You may remember me from my ridiculous posts about 7 years ago regarding putting 2x T88 turbos under the bonnet of a stock block mk4.. Well 7 years later I've gained a lot more experience, both hands on and theoretical, and I'm here to ask some real questions, and start this build.

The Plan:

I got ahold of a 1986 MK3 aerotop, 1g-ge and auto box (it was cheap and only 129,000 kms). I also have a s2 GS300 with a vvti 2jz-ge, and also an auto box. What I want to do is use the motor from my gs and build it, then drop it into the mk3. At the same time, depending on difficulty, drop the 1g into the gs, and being able to sell it as a driving car to recouperate funds (info on that will be great but for now, back to the Supra). This differs from regular posts and the ability to "use the search bar" when I get onto saying that I will be combining the difficulty of an na-t conversion on a vvti motor, WITH a supercharger in the mix as well, in a car that wasn't designed to house either.

So now you know I have a vvti na 2j. Id say in very good health. I have an Eaton M62 from a Mercedes c230/320 with low kms, it has an electronic clutch. I will say that I am looking to spend as least as possible, without doing this in any way that could cause detrimental problems later. I don't want to 'cheap out' as such, and I have no problem doing head studs, bearings, etc. That is all work I can do myself. I am trying to avoid the extra expense of buying a gte head, as a mate of mine is adamant that using my vvti na head is going to cause headache throughout the build. I need some pro advice, where is the problem he is talking about?

The Setup:

I have designed and drawn a twincharged setup that makes sense to myself, I will attach a photo in a separate post as I keep getting a security error here. I know that compressing air that is already compressed gains an efficiency, meaning, if a turbo pushes 10psi worth of boost through a supercharger that would compress null pressure air to 10psi, you will get 28psi (ish), not 20. This appears to be a useful gain at whichever point in the rev range it will occur, and I wish to use it.

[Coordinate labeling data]
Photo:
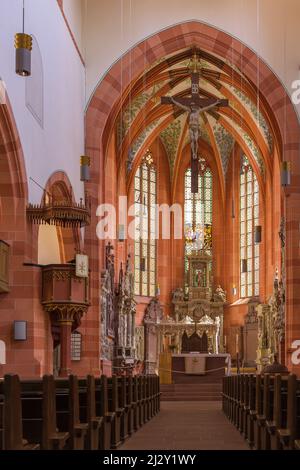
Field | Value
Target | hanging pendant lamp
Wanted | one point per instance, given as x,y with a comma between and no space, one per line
85,163
244,266
23,45
285,173
257,234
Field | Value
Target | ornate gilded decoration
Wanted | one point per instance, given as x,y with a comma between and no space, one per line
170,137
225,142
65,299
64,213
125,357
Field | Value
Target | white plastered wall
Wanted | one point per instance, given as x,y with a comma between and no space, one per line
59,144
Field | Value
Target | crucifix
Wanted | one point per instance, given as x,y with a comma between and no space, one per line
194,105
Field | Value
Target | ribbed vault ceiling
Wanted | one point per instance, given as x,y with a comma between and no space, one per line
142,118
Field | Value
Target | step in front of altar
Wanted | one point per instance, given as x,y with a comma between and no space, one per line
191,392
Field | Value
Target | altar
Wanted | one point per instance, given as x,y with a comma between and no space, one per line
216,365
194,326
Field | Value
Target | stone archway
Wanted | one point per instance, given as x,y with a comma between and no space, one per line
100,117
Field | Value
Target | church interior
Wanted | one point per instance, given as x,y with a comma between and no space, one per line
149,224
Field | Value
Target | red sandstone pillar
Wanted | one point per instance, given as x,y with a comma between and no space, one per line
65,348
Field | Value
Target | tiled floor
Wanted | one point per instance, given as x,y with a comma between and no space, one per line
187,425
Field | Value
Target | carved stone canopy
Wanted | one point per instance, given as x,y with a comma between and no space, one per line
153,312
275,368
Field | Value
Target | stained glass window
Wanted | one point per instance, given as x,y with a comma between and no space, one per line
249,219
198,212
145,228
76,346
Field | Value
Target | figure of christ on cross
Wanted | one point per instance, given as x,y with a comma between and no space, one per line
194,106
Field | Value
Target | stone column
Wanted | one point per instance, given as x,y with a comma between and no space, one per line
65,348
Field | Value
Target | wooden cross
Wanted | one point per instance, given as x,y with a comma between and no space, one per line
194,105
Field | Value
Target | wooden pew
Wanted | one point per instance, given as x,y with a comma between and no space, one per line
115,408
158,393
102,410
87,412
68,418
225,397
136,400
132,404
246,407
95,422
257,416
142,414
51,438
235,400
288,434
125,406
1,416
252,410
241,403
267,405
13,430
146,399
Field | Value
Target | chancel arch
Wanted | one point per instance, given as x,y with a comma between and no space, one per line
224,134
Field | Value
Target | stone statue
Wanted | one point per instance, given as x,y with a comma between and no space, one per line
178,294
219,294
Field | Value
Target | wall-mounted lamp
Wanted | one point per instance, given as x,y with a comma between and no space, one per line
257,234
20,330
143,264
23,45
244,266
232,209
121,232
285,173
85,163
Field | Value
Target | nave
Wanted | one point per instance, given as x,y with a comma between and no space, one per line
187,425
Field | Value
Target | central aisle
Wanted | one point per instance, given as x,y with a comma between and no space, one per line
187,425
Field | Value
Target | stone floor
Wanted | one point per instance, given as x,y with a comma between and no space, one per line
187,425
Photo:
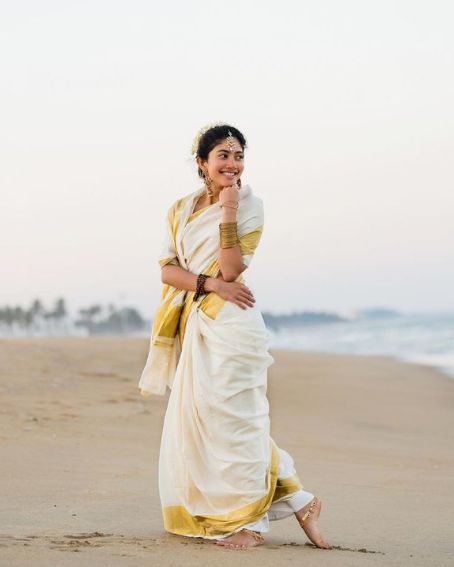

● **TASK INSTRUCTIONS**
Pick up the forum post about the twincharged Supra build after its final sentence and keep writing it.

● **EXERCISE ANSWER**
The designs I have drawn show the direction of air as follows:

Intake,
Turbo,
FMIC,
Y pipe, (leads to some TB/WG/valve**)
BOV,
SC,
WCIC,
BOV,
TB,
Intake.
** The Y pipe that leads to the valve is designed to bypass the SC once it has surpassed it's useable rpm/boost range, and feeds the turbo boost directly to the intake. Also when this valve is closed the air being pulled through the SC is getting pulled through the turbo, helping it to spool (slightly, but it makes a difference).

The extra BOV between turbo and SC is there to serve it's standard purpose, although there is no throttle body directly after it, if the engine suddenly decreases rpm so will the SC, creating excess pressure. The BOV directly before the TB will work no differently.

The process of compressing air creates heat, when compressing that air again it temperature increases drastically. Pair that with the fact that the turbo air is hot naturally due to passing exhaust turbing, and you can run into potential danger inside the engine. This is where the water cooled IC comes into play.

I will leave the info at this as to not go too far before we get first things first. Please comment away and let me know any problems with my design of the setup. Things I need comment on, I don't know the following:

Recommended compression ratio,
Recommended boost values to reach desired psi,
Turbo sizes & designs to fit the setup,
Other necessary info I am missing out.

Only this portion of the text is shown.